Exercise: Each line of the records is to be copied verbatim.

Region pointing data:
------------------------------------------------

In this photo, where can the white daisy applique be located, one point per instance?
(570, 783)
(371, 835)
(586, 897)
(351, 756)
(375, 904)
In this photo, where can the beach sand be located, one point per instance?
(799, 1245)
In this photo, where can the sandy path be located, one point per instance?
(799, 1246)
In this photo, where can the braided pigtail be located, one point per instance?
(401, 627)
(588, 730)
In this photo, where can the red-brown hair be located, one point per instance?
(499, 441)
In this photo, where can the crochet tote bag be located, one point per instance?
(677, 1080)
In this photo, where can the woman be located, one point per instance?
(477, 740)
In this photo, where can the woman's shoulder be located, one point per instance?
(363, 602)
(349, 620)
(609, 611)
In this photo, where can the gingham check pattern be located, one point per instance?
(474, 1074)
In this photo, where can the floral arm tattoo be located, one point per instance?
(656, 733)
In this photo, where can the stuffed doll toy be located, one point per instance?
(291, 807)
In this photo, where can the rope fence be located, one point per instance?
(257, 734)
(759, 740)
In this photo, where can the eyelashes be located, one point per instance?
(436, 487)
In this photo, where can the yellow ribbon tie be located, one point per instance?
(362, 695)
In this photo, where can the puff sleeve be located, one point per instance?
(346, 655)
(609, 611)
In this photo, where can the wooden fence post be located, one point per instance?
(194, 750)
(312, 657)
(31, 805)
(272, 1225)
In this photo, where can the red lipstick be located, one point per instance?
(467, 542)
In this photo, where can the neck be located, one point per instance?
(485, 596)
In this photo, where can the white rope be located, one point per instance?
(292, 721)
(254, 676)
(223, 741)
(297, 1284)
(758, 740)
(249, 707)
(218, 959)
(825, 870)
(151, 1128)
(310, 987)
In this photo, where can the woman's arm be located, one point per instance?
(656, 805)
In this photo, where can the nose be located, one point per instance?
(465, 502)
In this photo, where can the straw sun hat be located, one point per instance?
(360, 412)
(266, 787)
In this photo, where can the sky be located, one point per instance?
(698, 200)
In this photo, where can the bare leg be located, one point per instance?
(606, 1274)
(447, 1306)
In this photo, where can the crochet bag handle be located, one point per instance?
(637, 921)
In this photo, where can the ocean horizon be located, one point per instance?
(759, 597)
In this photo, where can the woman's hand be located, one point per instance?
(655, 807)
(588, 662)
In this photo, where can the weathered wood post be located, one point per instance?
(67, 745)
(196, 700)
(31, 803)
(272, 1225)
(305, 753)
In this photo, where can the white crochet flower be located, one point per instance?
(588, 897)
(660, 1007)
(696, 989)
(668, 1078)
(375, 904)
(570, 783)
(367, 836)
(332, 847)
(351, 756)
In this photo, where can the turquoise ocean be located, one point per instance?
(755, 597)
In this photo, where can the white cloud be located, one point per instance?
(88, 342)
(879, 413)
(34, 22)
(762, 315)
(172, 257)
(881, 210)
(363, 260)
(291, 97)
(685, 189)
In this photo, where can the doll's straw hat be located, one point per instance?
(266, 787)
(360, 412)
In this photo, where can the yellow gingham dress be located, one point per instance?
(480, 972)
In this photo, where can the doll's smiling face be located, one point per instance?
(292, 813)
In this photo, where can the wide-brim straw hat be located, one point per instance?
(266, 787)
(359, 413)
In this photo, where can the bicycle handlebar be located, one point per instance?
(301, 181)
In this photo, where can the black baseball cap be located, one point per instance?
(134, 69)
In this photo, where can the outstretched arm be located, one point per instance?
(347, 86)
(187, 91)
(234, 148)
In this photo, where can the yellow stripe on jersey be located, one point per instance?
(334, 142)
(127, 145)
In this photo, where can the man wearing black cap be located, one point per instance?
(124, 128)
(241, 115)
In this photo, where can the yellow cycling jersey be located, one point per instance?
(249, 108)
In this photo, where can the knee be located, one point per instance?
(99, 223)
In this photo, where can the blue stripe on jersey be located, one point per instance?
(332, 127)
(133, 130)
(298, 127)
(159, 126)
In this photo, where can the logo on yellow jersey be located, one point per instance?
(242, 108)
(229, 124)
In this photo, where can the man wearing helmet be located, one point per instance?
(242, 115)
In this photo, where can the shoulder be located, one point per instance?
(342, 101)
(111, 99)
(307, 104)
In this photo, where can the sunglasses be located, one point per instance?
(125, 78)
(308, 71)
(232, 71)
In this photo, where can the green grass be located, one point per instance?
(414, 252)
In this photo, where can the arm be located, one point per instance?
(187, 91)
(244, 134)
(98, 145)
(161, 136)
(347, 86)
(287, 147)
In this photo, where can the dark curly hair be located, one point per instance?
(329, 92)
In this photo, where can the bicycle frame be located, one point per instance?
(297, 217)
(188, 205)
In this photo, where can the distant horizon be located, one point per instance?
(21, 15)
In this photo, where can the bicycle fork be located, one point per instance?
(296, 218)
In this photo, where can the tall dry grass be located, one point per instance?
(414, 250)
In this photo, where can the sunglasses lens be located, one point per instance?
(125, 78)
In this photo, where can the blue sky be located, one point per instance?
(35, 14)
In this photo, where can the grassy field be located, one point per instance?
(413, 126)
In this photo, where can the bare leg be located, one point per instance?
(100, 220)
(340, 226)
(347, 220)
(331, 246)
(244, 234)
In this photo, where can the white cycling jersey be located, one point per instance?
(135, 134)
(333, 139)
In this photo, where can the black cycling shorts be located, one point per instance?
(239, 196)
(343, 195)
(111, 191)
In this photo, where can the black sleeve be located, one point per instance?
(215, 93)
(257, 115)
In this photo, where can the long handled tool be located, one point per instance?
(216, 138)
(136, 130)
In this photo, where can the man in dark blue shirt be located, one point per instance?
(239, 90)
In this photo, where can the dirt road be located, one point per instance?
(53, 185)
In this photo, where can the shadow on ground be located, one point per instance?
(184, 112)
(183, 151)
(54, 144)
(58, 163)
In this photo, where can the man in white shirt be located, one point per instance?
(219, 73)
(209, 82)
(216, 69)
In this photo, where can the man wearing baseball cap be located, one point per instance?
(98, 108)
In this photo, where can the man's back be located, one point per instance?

------------------------------------------------

Solved exercise:
In this photo, where can the white daisy applique be located, one point per instance?
(570, 783)
(371, 835)
(586, 897)
(351, 756)
(375, 904)
In this photo, where can the beach sand be located, one point per instance?
(799, 1245)
In this photo, where can the sandy path be located, one point per instance?
(799, 1246)
In this photo, where can the braided pigtail be located, one point per instance?
(401, 627)
(588, 730)
In this photo, where can the red-brown hair be located, one point per instance?
(499, 441)
In this photo, where can the crochet tote bag be located, one point per instance?
(677, 1080)
In this photo, where can the woman be located, one point per instance?
(477, 740)
In this photo, where can the woman's shoulder be located, one point per instance?
(363, 602)
(349, 620)
(609, 611)
In this photo, where can the gingham check pattern be located, one point per instance?
(474, 1074)
In this photo, where can the floral arm tattoo be located, one point per instance?
(656, 733)
In this photo, where can the stuffed doll toy be located, one point per instance?
(291, 807)
In this photo, where can the rope fence be located, one point per instance?
(257, 734)
(759, 740)
In this photo, where can the eyelashes be located, one point per instance?
(436, 487)
In this photo, where can the yellow ribbon tie be located, one point per instance?
(362, 695)
In this photo, where can the puff sleeve be located, one point per instance?
(346, 655)
(609, 611)
In this photo, where can the wooden fence post be located, one point per instance?
(194, 750)
(312, 657)
(31, 805)
(272, 1225)
In this photo, where can the red lipstick be located, one point per instance?
(467, 542)
In this photo, where can the neck be located, one point per instance?
(485, 596)
In this photo, where can the white rope be located, one point per instance?
(292, 721)
(254, 676)
(223, 741)
(297, 1284)
(758, 740)
(249, 707)
(218, 959)
(825, 870)
(151, 1128)
(310, 987)
In this photo, where can the woman's arm be located, one point per instance?
(656, 805)
In this photo, where can the nose be located, one point per instance?
(465, 502)
In this photo, where can the straw sun hat be located, one point per instance?
(360, 412)
(266, 787)
In this photo, where can the sky be located, one point per instance?
(698, 200)
In this photo, where can the bare leg be located, one point per instance?
(606, 1274)
(447, 1306)
In this photo, where can the crochet bag handle be located, one point per instance?
(637, 921)
In this photo, where can the ocean horizon be located, one point per instance?
(759, 597)
In this photo, where can the woman's hand be located, one point per instance?
(655, 807)
(588, 662)
In this photo, where can the weathered wood post be located, one point per instance?
(67, 745)
(196, 700)
(31, 803)
(272, 1225)
(305, 753)
In this photo, where can the white crochet flower be located, one point per instance?
(588, 897)
(660, 1007)
(696, 989)
(668, 1078)
(375, 904)
(570, 783)
(367, 836)
(332, 847)
(351, 756)
In this photo, where can the turquoise ocean be located, one point per instance?
(755, 597)
In this photo, where can the white cloud be located, one point per instance?
(88, 342)
(879, 413)
(34, 22)
(762, 315)
(172, 257)
(881, 210)
(363, 260)
(291, 97)
(685, 189)
In this photo, where can the doll's straw hat be located, one point per instance?
(266, 787)
(360, 412)
In this photo, where can the yellow gingham dress be located, one point per instance?
(480, 972)
In this photo, where can the doll's smiling face be located, one point per instance?
(292, 813)
In this photo, where can the wide-brim straw hat be located, one point per instance?
(266, 787)
(359, 413)
In this photo, where can the bicycle handlebar be located, one point per instance?
(301, 181)
In this photo, where can the black baseball cap be located, one point per instance?
(134, 69)
In this photo, where can the outstretched arm be located, one point per instance?
(347, 86)
(187, 91)
(234, 148)
In this photo, where can the yellow stripe on jersey be located, one point per instance?
(334, 142)
(127, 145)
In this photo, where can the man wearing black cap be located, one point per instance?
(124, 128)
(241, 115)
In this photo, where can the yellow cycling jersey be located, one point per instance?
(249, 108)
In this photo, where can the knee be located, one point per instance?
(99, 223)
In this photo, where can the blue stripe on jersey be located, one point per instance?
(332, 127)
(133, 130)
(298, 127)
(159, 126)
In this photo, where can the logo on yellow jersey be located, one point per instance?
(242, 108)
(229, 124)
In this photo, where can the man wearing helmet be located, one point per instance?
(242, 115)
In this photo, where can the shoulder be located, one point per instance?
(342, 101)
(111, 99)
(307, 104)
In this photo, where can the sunglasses be located, one point per instance?
(125, 78)
(308, 71)
(232, 71)
In this photo, where can the green grass be located, one point per instance?
(414, 252)
In this photo, where can the arm be located, one point per instance?
(187, 91)
(244, 134)
(98, 145)
(161, 136)
(347, 86)
(287, 147)
In this photo, where can the dark curly hair be located, one point per instance?
(329, 92)
In this photo, where can the bicycle frame be located, one point per instance?
(297, 217)
(188, 205)
In this photo, where can the distant horizon be located, one point per instance?
(21, 15)
In this photo, where can the bicycle fork be located, one point per instance?
(296, 218)
In this photo, where can the tall dry grass be located, one point per instance?
(414, 250)
In this photo, where can the sunglasses lens be located, one point per instance?
(125, 78)
In this photo, where can the blue sky be located, one point per instance?
(35, 14)
In this photo, where can the grassy field be located, one point per instance?
(413, 126)
In this photo, where can the bare leg be located, one point per instance?
(100, 220)
(340, 226)
(347, 220)
(331, 246)
(244, 234)
In this photo, where can the white cycling jersey be located, one point per instance?
(135, 134)
(333, 139)
In this photo, where can the black cycling shorts be located, one point per instance?
(239, 196)
(343, 195)
(111, 191)
In this photo, where can the black sleeve be located, one point per instance?
(215, 93)
(257, 115)
In this photo, where can the long handled tool be located, one point per instance?
(216, 138)
(136, 130)
In this photo, where can the man in dark blue shirt be located, one point per instance?
(239, 90)
In this photo, where can the dirt road be located, one point per instance?
(53, 185)
In this photo, where can the shadow on ground be located, one point per instance?
(184, 112)
(183, 151)
(54, 144)
(58, 163)
In this photo, where can the man in white shirt be located, one point per instance?
(219, 73)
(209, 82)
(216, 69)
In this photo, where can the man wearing baseball cap be located, one point per instance?
(98, 108)
In this photo, where can the man's back be located, one point per instance?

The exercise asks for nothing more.